→ **WRITTEN TASK**
Please write down every line of the records below word for word, leaving the pictures out.

• • •

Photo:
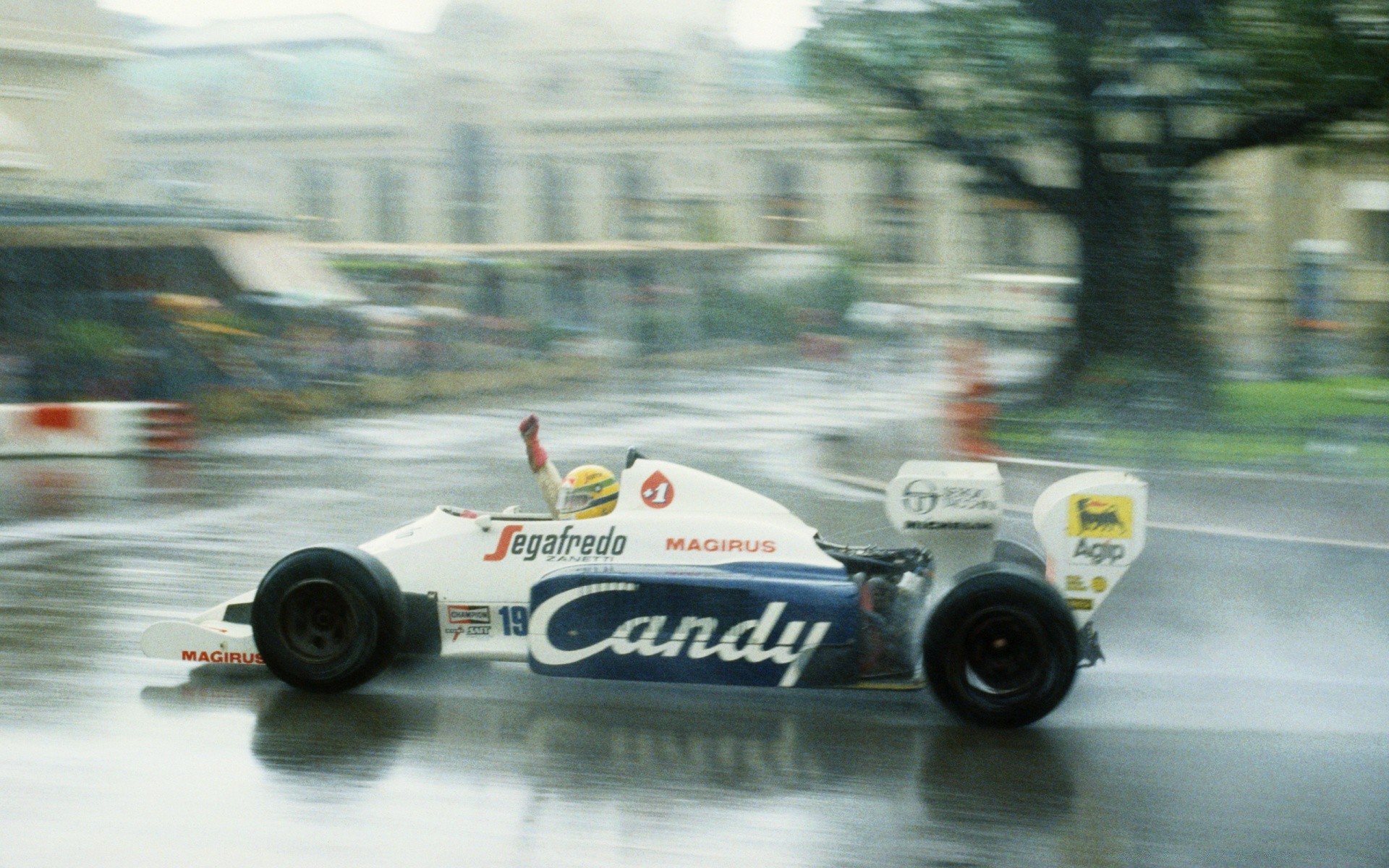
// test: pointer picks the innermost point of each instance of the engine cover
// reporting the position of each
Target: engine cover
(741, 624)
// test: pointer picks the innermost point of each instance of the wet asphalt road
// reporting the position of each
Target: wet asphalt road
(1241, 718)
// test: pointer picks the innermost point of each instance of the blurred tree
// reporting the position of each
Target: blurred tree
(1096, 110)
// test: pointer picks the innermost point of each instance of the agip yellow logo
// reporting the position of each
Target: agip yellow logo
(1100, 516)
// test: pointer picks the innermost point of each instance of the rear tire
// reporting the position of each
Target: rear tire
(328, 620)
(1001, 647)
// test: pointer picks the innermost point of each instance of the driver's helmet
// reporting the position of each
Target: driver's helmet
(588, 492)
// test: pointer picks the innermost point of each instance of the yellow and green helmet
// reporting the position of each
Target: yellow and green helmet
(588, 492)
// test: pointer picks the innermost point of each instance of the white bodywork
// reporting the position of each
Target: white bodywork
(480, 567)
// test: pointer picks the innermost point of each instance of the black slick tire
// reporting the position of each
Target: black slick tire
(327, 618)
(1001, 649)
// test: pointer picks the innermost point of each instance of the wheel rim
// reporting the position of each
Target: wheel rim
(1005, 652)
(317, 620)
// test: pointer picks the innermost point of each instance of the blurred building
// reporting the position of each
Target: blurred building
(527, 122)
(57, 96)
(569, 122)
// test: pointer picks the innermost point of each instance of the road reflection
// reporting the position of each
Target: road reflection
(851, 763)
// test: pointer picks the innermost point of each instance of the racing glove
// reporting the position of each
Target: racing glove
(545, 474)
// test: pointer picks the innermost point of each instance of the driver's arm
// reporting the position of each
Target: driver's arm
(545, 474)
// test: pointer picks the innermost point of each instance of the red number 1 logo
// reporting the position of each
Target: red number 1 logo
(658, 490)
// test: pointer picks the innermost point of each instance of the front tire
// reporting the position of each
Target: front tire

• • •

→ **CORRECT RESPONSE**
Photo:
// test: pointer picks the innermost point of each instance of the engine cover
// reporting the position of each
Target: engine cover
(741, 624)
// test: pointer picks the innermost point of each instance of the wet asphalt road
// reporting the position of each
Target: wet asphalt road
(1241, 718)
// test: pointer picks the innermost point of each instance of the blurred tree
// reporting the position of each
Target: blurred tree
(1096, 110)
// test: pointer picks the innermost point of each instance of the agip yellow logo
// reporting the position of each
Target: agip yellow logo
(1100, 516)
// test: pointer picks the innermost point of each instance of the rear tire
// reporting the position of each
Target: rear tire
(328, 620)
(1001, 647)
// test: pointer picks the innermost point of each instance of the driver's helmet
// reporting the position of each
Target: driver's helmet
(588, 492)
// test: pointer picks the innermost point of each instance of the yellow and green helmet
// reporting the position of each
Target: yellow and green helmet
(588, 492)
// test: pointer picks the innermost point of each instance of the white bodywork
// reporting the position of each
Target: white bodywork
(480, 567)
// test: pointer picks the innermost point of each instance of the black slick tire
// reporting the position of each
Target: black slick tire
(327, 618)
(1001, 649)
// test: pointer picks the innermost point of each instance of the wheel rim
// reporting the position of each
Target: wheel rim
(1005, 652)
(317, 620)
// test: pointer picks the innermost point of each instance of the blurred building
// reporting the position of each
Target: blurred building
(527, 122)
(57, 96)
(569, 122)
// test: pointer picks the innermost point of each instance of the road reflection
// reporting the position of each
Target: road reflection
(851, 763)
// test: pointer picks the innermost point of each instance of the racing glove
// reporting the position of each
Target: racing glove
(545, 474)
// test: pointer picks the innermost point of each instance of the driver's arm
// reporting the position of each
Target: driver's arm
(545, 474)
// test: pointer picks the innermost point of each instance of the red number 1 logo
// reporting the position of each
Target: red number 1 logo
(658, 490)
// test: pointer picks the innermost point of each instance of the front tire
// reporting the position of each
Target: front tire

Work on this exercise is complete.